>>>
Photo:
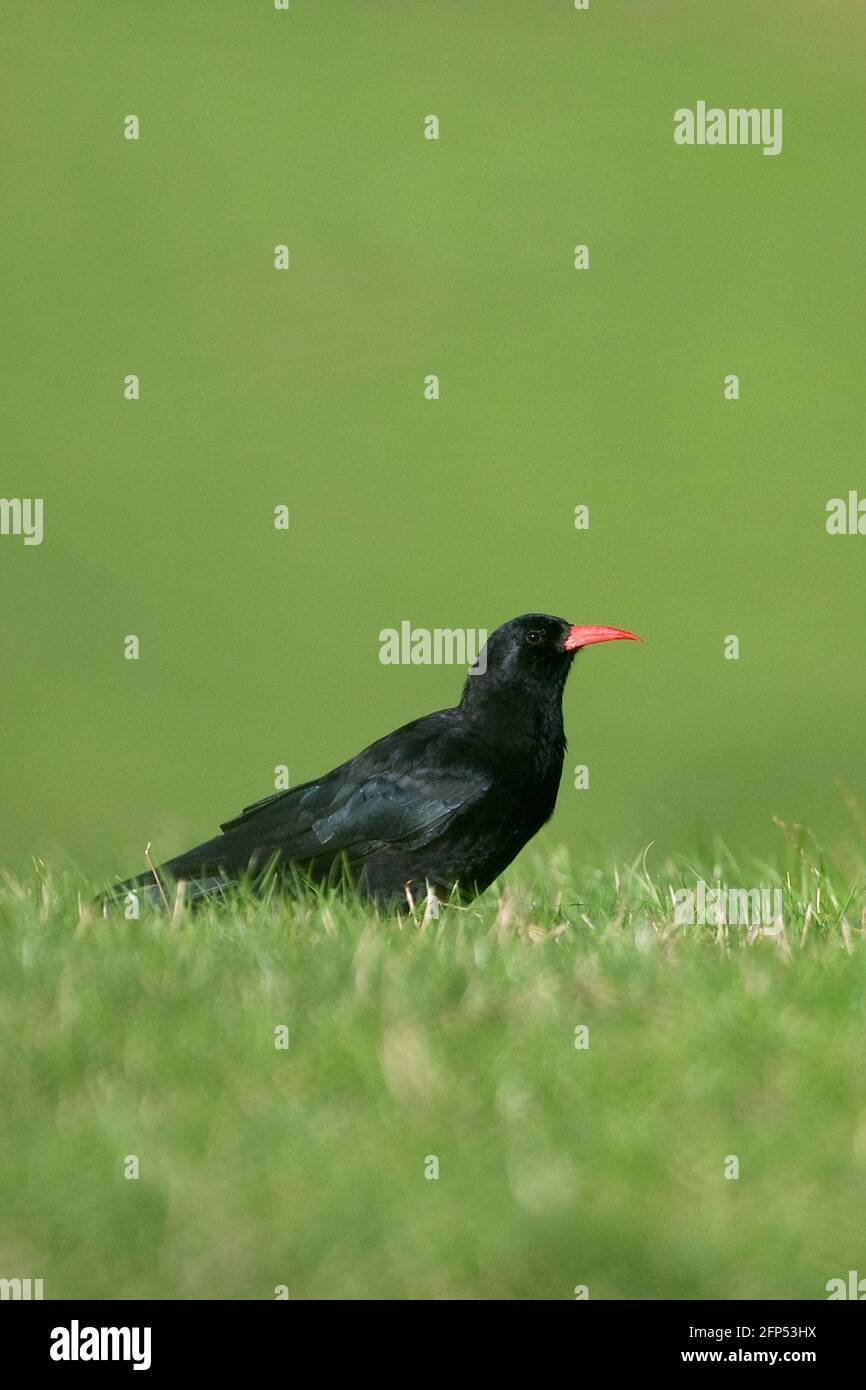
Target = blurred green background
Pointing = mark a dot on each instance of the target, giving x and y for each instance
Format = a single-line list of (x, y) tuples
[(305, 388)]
<<<
Reproduce the text lines of every item above word for word, leaving out the pictures.

Photo:
Target = blurred green background
Pointing = mark a dot on each instance of the target, giving x and y for each instance
Format = a single-line list of (x, y) tuples
[(305, 388)]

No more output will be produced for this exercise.